* EXERCISE GOAL *
Quote all of the data below exactly, please.

─── DATA RECORDS

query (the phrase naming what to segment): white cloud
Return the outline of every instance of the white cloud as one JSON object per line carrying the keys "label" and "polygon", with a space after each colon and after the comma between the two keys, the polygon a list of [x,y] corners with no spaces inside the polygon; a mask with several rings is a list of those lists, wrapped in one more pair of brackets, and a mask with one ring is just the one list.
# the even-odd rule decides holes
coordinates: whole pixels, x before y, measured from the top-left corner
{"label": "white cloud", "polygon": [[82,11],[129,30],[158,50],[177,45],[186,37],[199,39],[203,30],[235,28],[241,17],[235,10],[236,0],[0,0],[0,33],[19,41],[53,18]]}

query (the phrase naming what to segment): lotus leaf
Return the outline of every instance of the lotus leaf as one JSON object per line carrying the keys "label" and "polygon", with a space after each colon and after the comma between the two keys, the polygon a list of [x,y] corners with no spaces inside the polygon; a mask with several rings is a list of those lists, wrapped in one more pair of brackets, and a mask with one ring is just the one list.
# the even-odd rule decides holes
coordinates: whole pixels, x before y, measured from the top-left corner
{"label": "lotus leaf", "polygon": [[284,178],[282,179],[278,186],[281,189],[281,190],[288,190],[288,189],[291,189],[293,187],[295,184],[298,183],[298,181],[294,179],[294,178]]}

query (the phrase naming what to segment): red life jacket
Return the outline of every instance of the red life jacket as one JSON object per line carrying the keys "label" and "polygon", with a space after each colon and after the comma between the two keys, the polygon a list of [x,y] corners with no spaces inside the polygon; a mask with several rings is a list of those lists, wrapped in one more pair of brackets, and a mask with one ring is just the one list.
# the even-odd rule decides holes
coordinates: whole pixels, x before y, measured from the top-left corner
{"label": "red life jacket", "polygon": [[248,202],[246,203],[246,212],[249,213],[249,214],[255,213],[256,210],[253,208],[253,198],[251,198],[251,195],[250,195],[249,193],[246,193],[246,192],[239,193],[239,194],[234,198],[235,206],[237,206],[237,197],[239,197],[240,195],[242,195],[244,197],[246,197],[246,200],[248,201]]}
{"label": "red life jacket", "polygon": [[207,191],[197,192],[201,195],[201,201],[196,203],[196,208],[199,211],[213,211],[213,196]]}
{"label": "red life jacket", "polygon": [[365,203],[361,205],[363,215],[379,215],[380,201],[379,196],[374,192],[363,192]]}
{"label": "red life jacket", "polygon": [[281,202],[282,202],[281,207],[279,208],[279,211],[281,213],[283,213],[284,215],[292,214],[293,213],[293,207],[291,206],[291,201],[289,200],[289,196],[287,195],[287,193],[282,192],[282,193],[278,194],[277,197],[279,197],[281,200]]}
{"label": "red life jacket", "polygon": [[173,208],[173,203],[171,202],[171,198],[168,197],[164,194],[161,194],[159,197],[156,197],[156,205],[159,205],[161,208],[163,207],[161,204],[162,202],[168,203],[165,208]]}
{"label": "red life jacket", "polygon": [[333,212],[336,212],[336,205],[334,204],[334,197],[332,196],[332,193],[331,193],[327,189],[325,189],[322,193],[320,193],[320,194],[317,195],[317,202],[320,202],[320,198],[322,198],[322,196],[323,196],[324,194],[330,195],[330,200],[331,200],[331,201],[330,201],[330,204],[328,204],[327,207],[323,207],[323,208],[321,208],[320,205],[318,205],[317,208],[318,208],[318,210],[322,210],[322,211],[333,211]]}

──────

* SOLUTION FOR THIS TASK *
query (the phrase naming what to segment): white cloud
Return the outline of every instance of the white cloud as one JSON object per line carrying the keys "label" and "polygon", with a space after each colon and after the comma between the two keys, the polygon a list of [x,y] corners with no spaces inside the polygon; a mask with several rings is a list of those lists, wrapped in one more pair of brackets, and a mask with one ring is just the one list.
# the even-odd rule decides holes
coordinates: whole pixels, x before y, measured from the top-left corner
{"label": "white cloud", "polygon": [[82,11],[129,30],[158,50],[177,45],[186,37],[199,39],[203,30],[235,28],[241,17],[235,10],[236,0],[0,0],[0,33],[19,41],[53,18]]}

query (the phrase naming what to segment): lotus leaf
Return the outline of every instance of the lotus leaf as one JSON object per line carrying the keys "label" and "polygon", with a space after each colon and after the comma between the two keys, the polygon a list of [x,y] corners with no spaces inside the polygon; a mask with several rings is a list of those lists, wrapped in one more pair of brackets, and a mask with one ring is just the one list.
# the even-odd rule decides holes
coordinates: whole pixels, x before y, measured from the top-left corner
{"label": "lotus leaf", "polygon": [[284,178],[282,179],[278,186],[281,189],[281,190],[288,190],[288,189],[291,189],[293,187],[295,184],[298,183],[298,181],[294,179],[294,178]]}

query (the phrase naming what to segment): red life jacket
Return the outline of every instance of the red life jacket as one JSON object per line carrying the keys "label" and "polygon", with a space after each colon and after the comma between the two keys, the polygon a list of [x,y] corners with no spaces inside the polygon; a mask with several rings is a list of those lists, wrapped in one more pair of brackets, and a mask with one ring is just the one list.
# the even-odd rule decides holes
coordinates: whole pixels, x before y, measured from the top-left corner
{"label": "red life jacket", "polygon": [[248,202],[246,203],[246,212],[249,213],[249,214],[255,213],[256,210],[253,208],[253,198],[251,198],[251,195],[250,195],[249,193],[246,193],[246,192],[239,193],[239,194],[234,198],[235,206],[237,206],[237,197],[239,197],[240,195],[242,195],[244,197],[246,197],[246,200],[248,201]]}
{"label": "red life jacket", "polygon": [[207,191],[197,192],[201,195],[201,201],[196,203],[196,208],[199,211],[213,211],[213,196]]}
{"label": "red life jacket", "polygon": [[365,203],[361,205],[363,215],[379,215],[380,201],[379,196],[374,192],[363,192]]}
{"label": "red life jacket", "polygon": [[281,202],[282,202],[281,207],[279,208],[279,211],[281,213],[283,213],[284,215],[292,214],[293,213],[293,207],[291,206],[291,201],[289,200],[289,196],[287,195],[287,193],[282,192],[282,193],[278,194],[277,197],[279,197],[281,200]]}
{"label": "red life jacket", "polygon": [[173,208],[173,203],[171,202],[171,198],[168,197],[164,194],[161,194],[159,197],[156,197],[156,205],[159,205],[161,208],[163,207],[161,204],[162,202],[168,203],[165,208]]}
{"label": "red life jacket", "polygon": [[333,212],[336,212],[336,205],[334,204],[334,197],[332,196],[332,193],[331,193],[327,189],[325,189],[322,193],[320,193],[320,194],[317,195],[317,202],[320,202],[320,198],[322,198],[322,196],[323,196],[324,194],[330,195],[330,200],[331,200],[331,201],[330,201],[330,204],[328,204],[327,207],[323,207],[323,208],[321,208],[320,205],[318,205],[317,208],[318,208],[318,210],[322,210],[322,211],[333,211]]}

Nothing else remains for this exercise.